* DATASET EXCERPTS
"""

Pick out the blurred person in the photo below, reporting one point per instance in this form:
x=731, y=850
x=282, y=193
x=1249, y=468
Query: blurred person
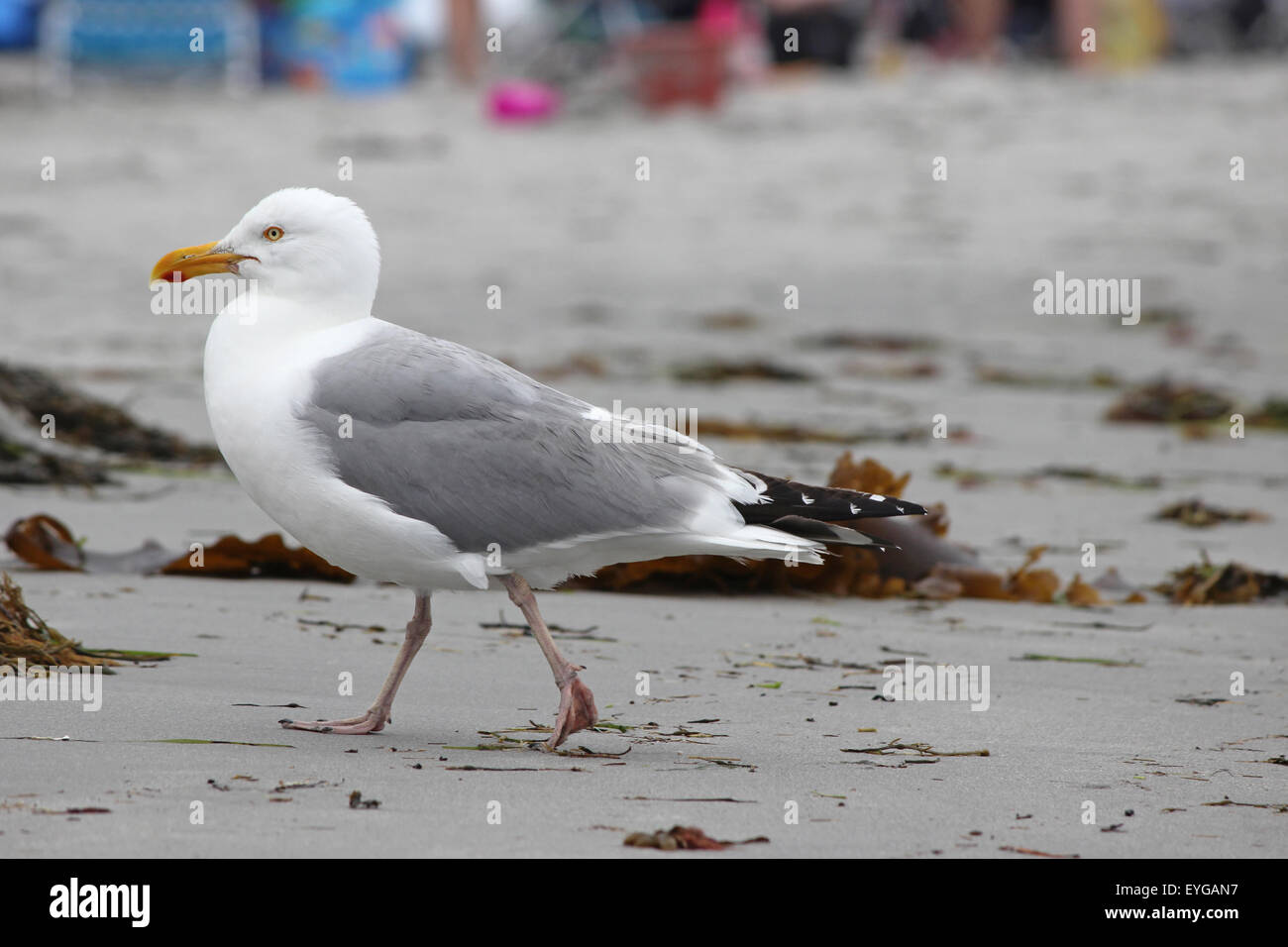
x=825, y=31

"""
"""

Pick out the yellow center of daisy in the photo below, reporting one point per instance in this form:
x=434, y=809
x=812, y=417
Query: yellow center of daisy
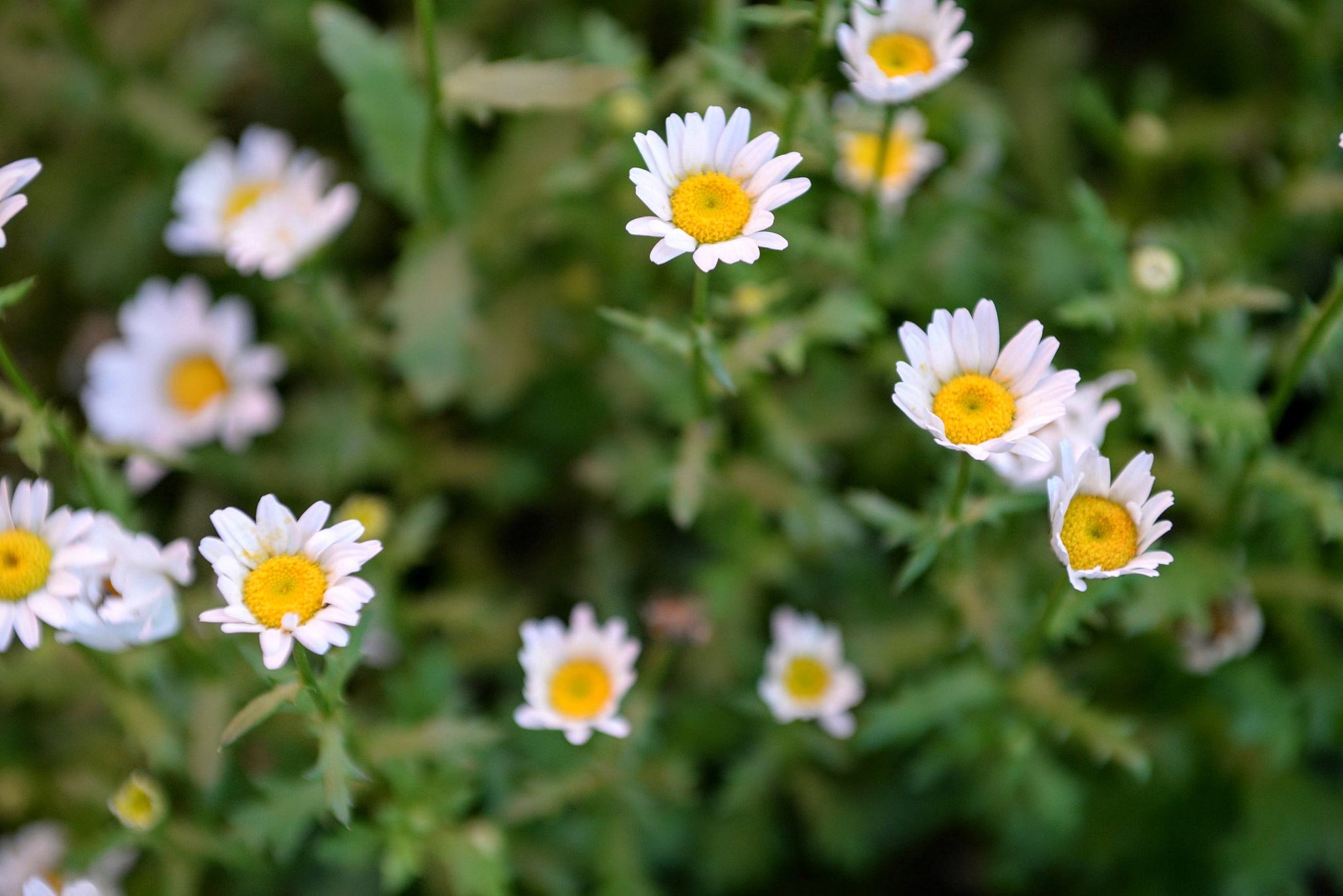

"""

* YOUR OBJECTIVE
Reproduce the data starting at the line that has "Pick out the blurred" and ending after the line that has "x=825, y=31", substituting "out-of-focus person" for "blurred person" throughout and keeping everything else the same. Leave the pictures out.

* COMPLETED EXERCISE
Pick out the out-of-focus person in the photo below, reporting one point per instance in this form:
x=731, y=850
x=282, y=193
x=1249, y=468
Query: out-of-focus person
x=825, y=31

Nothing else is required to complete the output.